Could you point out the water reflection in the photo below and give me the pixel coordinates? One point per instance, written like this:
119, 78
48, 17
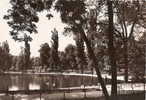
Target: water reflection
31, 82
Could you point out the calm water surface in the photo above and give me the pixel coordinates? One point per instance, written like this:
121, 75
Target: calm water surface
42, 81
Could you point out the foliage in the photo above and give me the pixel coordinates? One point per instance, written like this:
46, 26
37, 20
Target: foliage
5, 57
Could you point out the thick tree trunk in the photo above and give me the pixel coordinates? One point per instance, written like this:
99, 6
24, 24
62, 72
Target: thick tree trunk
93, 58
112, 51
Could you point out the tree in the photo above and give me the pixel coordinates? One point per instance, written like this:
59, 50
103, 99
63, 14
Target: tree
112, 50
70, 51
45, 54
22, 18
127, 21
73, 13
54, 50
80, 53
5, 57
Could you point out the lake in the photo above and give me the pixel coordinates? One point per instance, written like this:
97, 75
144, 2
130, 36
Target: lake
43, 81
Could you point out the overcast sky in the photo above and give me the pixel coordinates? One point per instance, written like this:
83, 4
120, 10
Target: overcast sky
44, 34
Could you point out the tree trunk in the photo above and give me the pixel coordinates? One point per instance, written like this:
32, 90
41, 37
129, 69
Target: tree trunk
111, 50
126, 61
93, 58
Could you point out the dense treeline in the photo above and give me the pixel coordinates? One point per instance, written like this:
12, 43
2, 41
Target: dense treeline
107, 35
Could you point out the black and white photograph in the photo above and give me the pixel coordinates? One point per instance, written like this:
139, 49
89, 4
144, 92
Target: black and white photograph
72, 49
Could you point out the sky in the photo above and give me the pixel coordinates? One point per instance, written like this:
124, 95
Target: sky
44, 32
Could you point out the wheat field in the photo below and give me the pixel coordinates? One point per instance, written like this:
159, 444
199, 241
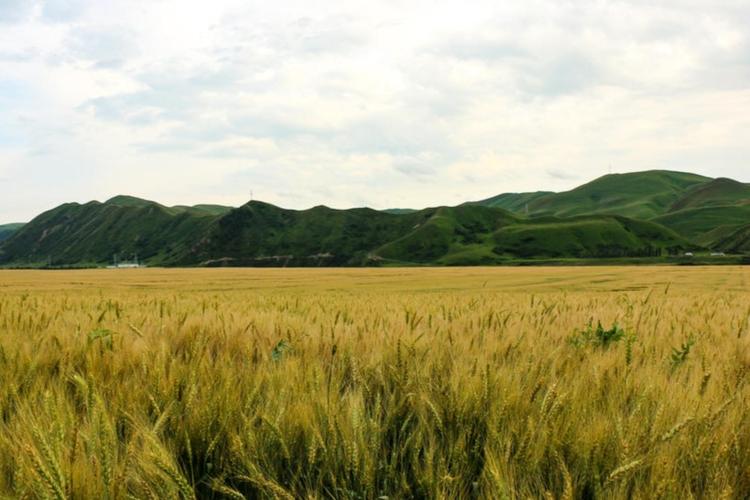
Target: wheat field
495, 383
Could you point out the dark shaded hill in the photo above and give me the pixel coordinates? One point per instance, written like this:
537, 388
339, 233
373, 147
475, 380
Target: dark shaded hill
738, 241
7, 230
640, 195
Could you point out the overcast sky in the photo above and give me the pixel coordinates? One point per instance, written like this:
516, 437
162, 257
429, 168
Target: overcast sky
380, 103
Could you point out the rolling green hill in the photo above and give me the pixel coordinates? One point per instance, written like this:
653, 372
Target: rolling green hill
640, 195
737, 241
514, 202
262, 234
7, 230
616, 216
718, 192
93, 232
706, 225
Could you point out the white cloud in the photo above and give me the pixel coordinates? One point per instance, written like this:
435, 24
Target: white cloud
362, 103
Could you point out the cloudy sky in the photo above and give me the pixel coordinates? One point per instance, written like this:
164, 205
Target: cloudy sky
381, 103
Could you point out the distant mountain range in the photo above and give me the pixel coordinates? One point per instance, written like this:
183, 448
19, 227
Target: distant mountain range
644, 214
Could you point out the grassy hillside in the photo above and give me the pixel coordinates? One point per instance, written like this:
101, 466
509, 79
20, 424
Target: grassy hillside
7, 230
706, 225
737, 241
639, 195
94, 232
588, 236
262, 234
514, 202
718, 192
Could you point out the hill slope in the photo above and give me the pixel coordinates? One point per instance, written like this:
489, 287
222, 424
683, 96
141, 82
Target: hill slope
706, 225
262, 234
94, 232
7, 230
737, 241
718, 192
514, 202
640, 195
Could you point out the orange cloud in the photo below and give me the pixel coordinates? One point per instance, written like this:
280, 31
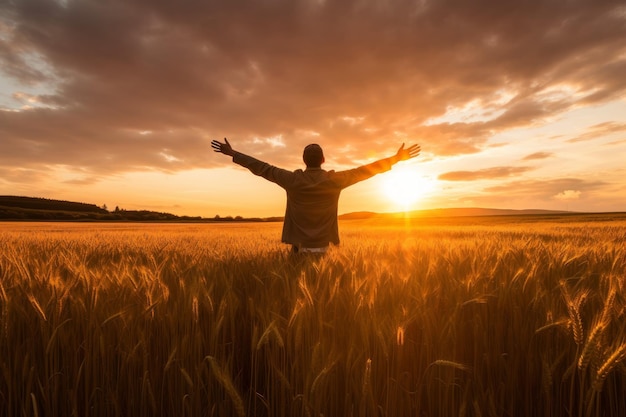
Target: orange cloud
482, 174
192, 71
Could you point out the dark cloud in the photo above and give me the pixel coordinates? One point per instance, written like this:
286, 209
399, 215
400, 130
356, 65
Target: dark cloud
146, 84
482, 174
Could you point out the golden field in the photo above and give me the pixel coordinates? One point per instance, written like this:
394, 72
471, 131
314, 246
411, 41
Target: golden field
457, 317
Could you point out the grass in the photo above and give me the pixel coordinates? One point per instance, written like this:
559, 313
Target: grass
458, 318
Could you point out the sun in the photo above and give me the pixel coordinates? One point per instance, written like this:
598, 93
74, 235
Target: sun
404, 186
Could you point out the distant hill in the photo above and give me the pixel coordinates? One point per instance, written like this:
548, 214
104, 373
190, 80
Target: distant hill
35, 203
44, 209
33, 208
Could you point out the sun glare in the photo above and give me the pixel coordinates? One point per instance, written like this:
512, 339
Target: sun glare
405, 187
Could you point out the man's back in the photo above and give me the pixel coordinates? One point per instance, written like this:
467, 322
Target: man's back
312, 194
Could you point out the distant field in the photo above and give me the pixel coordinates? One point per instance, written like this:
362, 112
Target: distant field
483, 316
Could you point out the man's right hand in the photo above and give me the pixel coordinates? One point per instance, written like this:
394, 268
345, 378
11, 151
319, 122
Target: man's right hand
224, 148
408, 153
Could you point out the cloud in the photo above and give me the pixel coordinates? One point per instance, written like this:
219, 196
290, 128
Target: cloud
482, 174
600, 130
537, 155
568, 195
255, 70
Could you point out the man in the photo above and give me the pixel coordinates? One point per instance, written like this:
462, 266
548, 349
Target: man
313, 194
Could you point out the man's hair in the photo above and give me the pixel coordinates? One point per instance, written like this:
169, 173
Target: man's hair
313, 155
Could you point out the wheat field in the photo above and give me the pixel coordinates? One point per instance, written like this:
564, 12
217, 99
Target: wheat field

Assigned task: Pictures aside, retype the material exactly.

Task answer:
Could you point out the water reflection in the photo below and give me the pixel coordinates? One point per instance, written like this:
119, 78
48, 17
Target: water reflection
31, 82
Could you point out the calm water surface in the photo above and give me the pixel coordinates? One point per instance, written like this:
121, 75
Target: calm water surface
42, 81
Could you point out the foliage in the photo above and give me the pixel coordinates? One point per instance, written like this:
46, 26
37, 20
Target: foliage
5, 57
Could you point out the thick tree trunk in the photo above and give me the pixel coordinates? One point per instance, written like this:
99, 6
24, 24
62, 72
Target: thick tree trunk
93, 58
112, 51
Could you point out the tree in the photo above and give me the pixel coordinates? One point per instance, written like this:
59, 50
103, 99
63, 14
Target: tree
112, 50
70, 51
45, 54
22, 18
127, 21
73, 13
54, 50
80, 53
5, 57
Could you point out the lake in the photo above and give me the pixel coordinates? One point per instance, written like this:
97, 75
144, 2
130, 36
Target: lake
43, 81
Could you point out the overcast sky in the photo above and give me the pixel coordinates? One point per instance, written like this:
83, 4
120, 10
Target: overcast sky
44, 34
Could you point out the tree trunk in the photo above and give me the pixel coordinates? One point per instance, written like this:
32, 90
41, 37
129, 69
Target: tree trunk
111, 50
126, 61
93, 58
Could you point out the dense treeline in the photo above and give me the pixel coordinates? One point per instance, written like this:
12, 43
2, 41
Target: dense treeline
107, 35
Could you point out the black and white photograph in the photo above and give me the pixel coordinates? One point per instance, written like this:
139, 49
89, 4
144, 92
Target: black and white photograph
72, 49
Could you point out the sky in the photo above and give me the pixel coordinates? One point per instance, written like this:
124, 95
Target: sky
44, 32
Could you point out the wheat field in the photo below and give me the pixel coordinates? One point per instance, written like this:
159, 444
199, 241
Target: wheat field
495, 383
Could you point out the dark shaded hill in the photo above and give me the pixel coordinates? One point per instance, written like this:
537, 388
339, 233
373, 147
475, 380
Target: dark shaded hill
738, 241
7, 230
640, 195
Could you point out the overcast sky in the photo above and give me the pixel coordinates? One point per instance, written like this:
516, 437
162, 257
429, 168
Target: overcast sky
380, 103
Could you point out the rolling green hill in the photo above and give me the pixel coordinates? One point per instance, written like this:
653, 372
Target: rolling green hill
640, 195
737, 241
514, 202
262, 234
7, 230
616, 216
718, 192
93, 232
706, 225
Could you point out the white cloud in the photo above and give me the pixel coordinates? One point per instance, written like this:
435, 24
Target: white cloud
362, 103
Could you point out the cloudy sky in the photo above and give me the pixel coordinates? One point per instance, written like this:
164, 205
Target: cloudy sky
381, 103
Could you point out the distant mountain range in the photo above and give me the pixel coordinates? One point per instance, written like this:
183, 448
19, 227
Target: distant mountain range
644, 214
Could you point out the grassy hillside in the photo above and give me the pixel coordinates? One point per instance, written like this:
101, 466
509, 79
20, 424
Target: grassy hillside
7, 230
706, 225
737, 241
639, 195
94, 232
588, 236
262, 234
514, 202
718, 192
Could you point out the hill slope in the photo above and give me the pixel coordinates? One point per instance, written like this:
489, 287
222, 424
683, 96
141, 82
Target: hill slope
706, 225
262, 234
94, 232
7, 230
737, 241
718, 192
514, 202
640, 195
Could you point out the orange cloud in the photo below and give me the pixel coordinates? One point per instance, written like this:
280, 31
Target: orange cloud
482, 174
192, 71
Could you point out the dark cloud in the photo above and give me the pixel coordinates? One point per instance, written like this:
286, 209
399, 215
400, 130
356, 65
Target: dark cloud
146, 84
482, 174
Could you point out the golden field in the photo above and give me the pixel coordinates? One point per instance, written like this:
394, 72
471, 131
314, 246
411, 41
Target: golden field
457, 317
Could you point out the grass in the photo above and give me the pixel coordinates? One point per instance, written like this:
559, 313
Target: grass
458, 318
Could you point out the sun in the photo above and give me the pixel coordinates? One point per instance, written like this:
598, 93
74, 235
Target: sun
404, 186
Could you point out the distant hill in the photo above and give me the pixel coordinates? One point per instance, written like this:
548, 214
104, 373
190, 80
Target: distant hill
35, 203
44, 209
33, 208
Could you point out the sun glare in the photo above and give me the pixel coordinates? One point per instance, written like this:
512, 339
Target: sun glare
405, 187
Could you point out the man's back in the photo above and give me the pixel coordinates? One point per instance, written like this:
467, 322
Target: man's back
312, 194
Could you point out the distant field in the photo above and give me the pixel coordinates? One point per instance, written like this:
362, 112
Target: distant field
483, 316
Could you point out the man's right hand in the photo above and give me the pixel coordinates? One point per instance, written like this:
394, 268
345, 378
11, 151
319, 122
Target: man's right hand
224, 148
408, 153
Could you point out the cloud in the photo above and give me the pixel coordinates? One point per instance, written like this:
219, 196
290, 128
Target: cloud
482, 174
600, 130
537, 155
568, 195
255, 70
Could you point out the man in the photo above and give me the pixel coordinates? One point per instance, written like this:
462, 266
548, 349
Target: man
313, 194
Could you point out the man's hair in the photo above and give me the pixel coordinates? One point per instance, written like this:
169, 173
Target: man's hair
313, 155
Could you point out the wheat field in the photo above and give me the pixel coordinates? One point per instance, written like this:
564, 12
217, 99
Target: wheat field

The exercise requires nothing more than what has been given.